▶ _WHAT IS REQUIRED_: Could you rewrite all of the records below, swapping "locate call" for "pointing tool" wherever it occurs and leaving everything else untouched?

* * *

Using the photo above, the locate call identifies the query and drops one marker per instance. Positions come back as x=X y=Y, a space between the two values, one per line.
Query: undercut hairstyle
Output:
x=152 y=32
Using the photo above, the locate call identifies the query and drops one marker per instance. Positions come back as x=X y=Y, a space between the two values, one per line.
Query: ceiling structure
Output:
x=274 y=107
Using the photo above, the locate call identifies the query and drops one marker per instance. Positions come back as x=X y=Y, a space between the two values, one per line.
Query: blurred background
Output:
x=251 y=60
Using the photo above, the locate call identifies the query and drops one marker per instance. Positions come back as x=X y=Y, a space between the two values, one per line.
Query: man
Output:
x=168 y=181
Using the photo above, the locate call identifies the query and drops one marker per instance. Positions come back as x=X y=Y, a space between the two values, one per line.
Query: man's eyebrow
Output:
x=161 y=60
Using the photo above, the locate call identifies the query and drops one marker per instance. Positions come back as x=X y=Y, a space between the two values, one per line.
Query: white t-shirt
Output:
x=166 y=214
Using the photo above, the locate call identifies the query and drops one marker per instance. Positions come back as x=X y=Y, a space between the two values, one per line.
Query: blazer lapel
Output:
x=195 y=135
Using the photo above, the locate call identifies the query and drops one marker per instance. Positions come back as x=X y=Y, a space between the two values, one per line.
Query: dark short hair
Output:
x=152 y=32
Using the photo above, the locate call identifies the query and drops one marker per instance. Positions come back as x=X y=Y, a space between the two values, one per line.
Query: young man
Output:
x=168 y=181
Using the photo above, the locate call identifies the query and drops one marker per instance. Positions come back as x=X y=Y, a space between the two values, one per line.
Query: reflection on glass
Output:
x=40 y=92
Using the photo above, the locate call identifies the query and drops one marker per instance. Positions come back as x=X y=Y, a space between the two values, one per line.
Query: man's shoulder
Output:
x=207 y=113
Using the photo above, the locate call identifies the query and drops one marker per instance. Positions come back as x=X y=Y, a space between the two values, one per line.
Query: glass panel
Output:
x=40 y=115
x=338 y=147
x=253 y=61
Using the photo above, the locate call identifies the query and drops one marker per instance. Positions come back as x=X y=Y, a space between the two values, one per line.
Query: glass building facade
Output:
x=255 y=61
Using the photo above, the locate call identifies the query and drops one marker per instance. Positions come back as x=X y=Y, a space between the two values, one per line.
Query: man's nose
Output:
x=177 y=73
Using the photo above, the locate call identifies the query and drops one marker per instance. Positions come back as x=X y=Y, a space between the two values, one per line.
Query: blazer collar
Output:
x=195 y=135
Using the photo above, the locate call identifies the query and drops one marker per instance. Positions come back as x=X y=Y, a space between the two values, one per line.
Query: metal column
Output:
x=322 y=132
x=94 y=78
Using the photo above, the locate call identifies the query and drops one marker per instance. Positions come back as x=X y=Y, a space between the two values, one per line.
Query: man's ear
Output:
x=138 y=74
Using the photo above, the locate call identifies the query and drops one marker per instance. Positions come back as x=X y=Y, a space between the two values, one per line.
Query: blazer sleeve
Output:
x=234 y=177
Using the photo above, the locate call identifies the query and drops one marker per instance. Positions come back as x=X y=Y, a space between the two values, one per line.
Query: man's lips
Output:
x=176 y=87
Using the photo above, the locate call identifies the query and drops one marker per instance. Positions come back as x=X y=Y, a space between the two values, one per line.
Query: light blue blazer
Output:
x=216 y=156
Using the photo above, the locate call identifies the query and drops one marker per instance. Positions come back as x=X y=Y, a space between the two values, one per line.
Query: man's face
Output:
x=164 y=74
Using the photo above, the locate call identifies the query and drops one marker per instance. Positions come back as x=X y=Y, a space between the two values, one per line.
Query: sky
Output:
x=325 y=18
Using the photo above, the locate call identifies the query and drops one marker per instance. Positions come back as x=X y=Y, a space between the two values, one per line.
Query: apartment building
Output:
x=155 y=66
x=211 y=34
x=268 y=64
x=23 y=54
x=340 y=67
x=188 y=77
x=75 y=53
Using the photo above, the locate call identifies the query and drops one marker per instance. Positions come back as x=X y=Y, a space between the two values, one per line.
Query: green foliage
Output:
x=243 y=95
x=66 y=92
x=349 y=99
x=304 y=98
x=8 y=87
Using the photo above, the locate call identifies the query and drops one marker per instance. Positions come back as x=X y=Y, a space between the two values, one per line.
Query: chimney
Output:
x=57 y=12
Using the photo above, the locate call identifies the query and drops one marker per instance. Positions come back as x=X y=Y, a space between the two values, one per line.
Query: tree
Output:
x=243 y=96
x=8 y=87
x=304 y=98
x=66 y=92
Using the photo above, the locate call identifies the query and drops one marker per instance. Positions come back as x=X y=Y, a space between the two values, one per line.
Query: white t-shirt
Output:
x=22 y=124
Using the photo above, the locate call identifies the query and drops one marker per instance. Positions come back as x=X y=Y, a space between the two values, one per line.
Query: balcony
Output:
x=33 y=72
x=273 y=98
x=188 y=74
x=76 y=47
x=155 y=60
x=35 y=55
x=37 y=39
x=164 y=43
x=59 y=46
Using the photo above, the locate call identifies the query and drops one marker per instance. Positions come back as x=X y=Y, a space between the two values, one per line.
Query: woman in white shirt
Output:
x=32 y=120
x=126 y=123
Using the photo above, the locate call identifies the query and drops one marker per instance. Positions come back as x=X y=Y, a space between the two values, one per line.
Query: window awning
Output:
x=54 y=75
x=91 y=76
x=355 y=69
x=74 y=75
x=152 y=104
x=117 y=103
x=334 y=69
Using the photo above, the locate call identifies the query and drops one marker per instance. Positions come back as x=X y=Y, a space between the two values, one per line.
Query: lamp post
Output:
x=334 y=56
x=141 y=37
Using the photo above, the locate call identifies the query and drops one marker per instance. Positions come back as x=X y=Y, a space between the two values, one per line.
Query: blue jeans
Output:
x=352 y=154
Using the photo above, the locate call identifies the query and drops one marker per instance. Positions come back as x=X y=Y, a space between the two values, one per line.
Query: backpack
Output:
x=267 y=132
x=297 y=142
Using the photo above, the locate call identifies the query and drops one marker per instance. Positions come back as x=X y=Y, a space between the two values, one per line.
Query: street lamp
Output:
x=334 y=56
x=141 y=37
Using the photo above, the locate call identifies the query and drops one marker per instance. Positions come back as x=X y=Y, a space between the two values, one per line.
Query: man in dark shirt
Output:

* * *

▶ _TASK RESULT_:
Using the photo above, the pointing tool identifies the query and drops one marker per instance. Positions come back as x=X y=Y, a space between the two values, one per line.
Query: undercut hairstyle
Output:
x=152 y=32
Using the photo above, the pointing tool identifies the query and drops one marker per instance. Positions come back as x=X y=Y, a space between the two values, one per line.
Query: ceiling structure
Output:
x=274 y=107
Using the photo above, the pointing tool identifies the query and drops one marker per instance. Positions come back as x=X y=Y, a space between the two values, one per line.
Query: blurred background
Output:
x=251 y=60
Using the photo above, the pointing tool identifies the query and drops one marker per instance. Positions come back as x=X y=Y, a space between the two values, one per line.
Query: man
Output:
x=168 y=181
Using the photo above, the pointing tool identifies the query and drops one marker per instance. Positions come back as x=X y=Y, a space between the two values, one per line.
Query: man's eyebrow
Output:
x=161 y=60
Using the photo above, the pointing tool identifies the query and drops one marker per instance. Positions come back as x=X y=Y, a space between the two values, one per line.
Query: white t-shirt
Output:
x=166 y=214
Using the photo above, the pointing tool identifies the query and drops one marker per instance. Positions come back as x=X y=Y, a space between the two values, one per line.
Query: blazer lapel
Output:
x=195 y=135
Using the photo above, the pointing tool identifies the query and drops one marker per instance. Positions come back as x=X y=Y, a space between the two values, one per line.
Query: dark short hair
Output:
x=152 y=32
Using the photo above, the pointing tool identifies the query and drops one marker per instance. Positions come back as x=X y=Y, a space between the two values, one per line.
Query: young man
Output:
x=168 y=181
Using the photo above, the pointing tool identifies the query and drops one marker per instance. Positions come back as x=X y=Y, a space between the two values, one per line.
Query: reflection on glass
Output:
x=40 y=92
Using the photo above, the pointing tool identifies the query and drops one marker per instance. Positions come back as x=X y=Y, a space between the two values, one per line.
Query: man's shoulder
Output:
x=207 y=113
Using the photo above, the pointing tool identifies the query and drops one marker per instance. Positions come back as x=X y=Y, a space between the two values, one per line.
Query: glass panel
Output:
x=40 y=115
x=338 y=147
x=253 y=61
Using the photo above, the pointing tool identifies the query and drops one marker per instance. Positions come back as x=X y=Y, a space between the two values, one per line.
Query: glass building facade
Output:
x=255 y=61
Using the photo above, the pointing tool identifies the query and drops one marker per instance. Positions come back as x=X y=Y, a space between the two values, one per line.
Query: man's nose
Output:
x=177 y=73
Using the photo above, the pointing tool identifies the query and drops one marker per instance. Positions come back as x=X y=Y, a space between the two values, one per line.
Query: blazer collar
Output:
x=195 y=135
Using the photo above, the pointing tool identifies the query and drops one marker per instance. Positions come back as x=X y=Y, a space between the two values, one per line.
Query: metal column
Output:
x=322 y=132
x=94 y=78
Using the photo above, the pointing tool identifies the query and drops one marker per instance. Positions come back as x=X y=Y, a space between the two values, one per line.
Query: man's ear
Output:
x=138 y=74
Using the photo above, the pointing tool identifies the query and drops one marker per instance. Positions come back as x=X y=Y, a space between the two values, one per line.
Query: blazer sleeve
Output:
x=234 y=177
Using the photo above, the pointing tool identifies the query and drops one marker per instance. Positions come back as x=X y=Y, a space between the two values, one per line.
Query: man's lips
Output:
x=176 y=87
Using the photo above, the pointing tool identifies the query and drops one marker per instance. Positions come back as x=X y=Y, a space between the two values, one per line.
Query: light blue blazer
Output:
x=216 y=156
Using the photo above, the pointing tool identifies the query and drops one marker per instance. Positions come back as x=X y=Y, a space between the two values, one per line.
Query: man's face
Output:
x=164 y=74
Using the photo above, the pointing tool identifies the query and drops one marker per instance. Positions come back as x=X y=Y, a space between the two values, one per line.
Query: sky
Output:
x=325 y=18
Using the photo above, the pointing tool identifies the query and drops one marker per instance. Positions come back as x=X y=Y, a space between the two values, one per line.
Query: apartment building
Output:
x=155 y=66
x=211 y=34
x=268 y=64
x=23 y=54
x=340 y=67
x=188 y=77
x=75 y=53
Using the photo above, the pointing tool identifies the query and drops one marker per instance. Positions come back as x=X y=Y, a space between the two values, one per line.
Query: green foliage
Output:
x=243 y=95
x=66 y=92
x=349 y=99
x=304 y=98
x=8 y=87
Using the photo above, the pointing tool identifies the query and drops one marker per instance. Positions come back as x=X y=Y, a space between the two values, one per line.
Query: chimney
Output:
x=57 y=12
Using the photo above, the pointing tool identifies the query and drops one marker per instance. Positions come back as x=X y=Y, a space between the two values, one per line.
Query: tree
Output:
x=243 y=96
x=8 y=87
x=304 y=98
x=66 y=92
Using the photo above, the pointing tool identifies the query and drops one marker per instance. Positions come back as x=X y=Y, a space between the two values, one per line.
Query: white t-shirt
Output:
x=22 y=124
Using the photo above, the pointing tool identifies the query and drops one marker per instance. Positions come back as x=X y=Y, a space between the two values, one per line.
Query: balcony
Output:
x=33 y=72
x=273 y=98
x=188 y=74
x=76 y=47
x=155 y=60
x=35 y=55
x=37 y=39
x=164 y=43
x=59 y=46
Using the photo above, the pointing tool identifies the query and drops one marker per instance. Positions come back as x=X y=Y, a space between the two values, one per line.
Query: woman in white shirt
Output:
x=32 y=120
x=126 y=123
Using the photo above, the pointing tool identifies the query and drops one marker per instance. Positions come back as x=X y=Y, a space between the two values, one per line.
Query: window awning
Output:
x=54 y=75
x=91 y=76
x=355 y=69
x=74 y=75
x=152 y=104
x=117 y=103
x=334 y=69
Using the photo above, the pointing tool identifies the query and drops one marker per instance. Positions come back as x=X y=Y, a space between the two values, one per line.
Query: lamp post
Output:
x=334 y=56
x=141 y=37
Using the photo above, the pointing tool identifies the query and drops one marker per instance. Positions come back as x=X y=Y, a space between the two values, one per line.
Query: blue jeans
Output:
x=352 y=154
Using the photo above, the pointing tool identifies the query and drops one marker per instance. Positions come back as x=X y=Y, a space between the two values, one per line.
Query: backpack
Output:
x=267 y=132
x=297 y=142
Using the photo above, the pointing tool identifies the query and drops one marker per instance. Positions come back as x=X y=Y, a space between the two values, one per line.
Query: street lamp
Output:
x=334 y=56
x=141 y=37
Using the photo above, the pointing tool identifies the query and drops one marker per instance. Positions come back as x=X y=Y, a space between the two values, one per line.
Query: man in dark shirt
Output:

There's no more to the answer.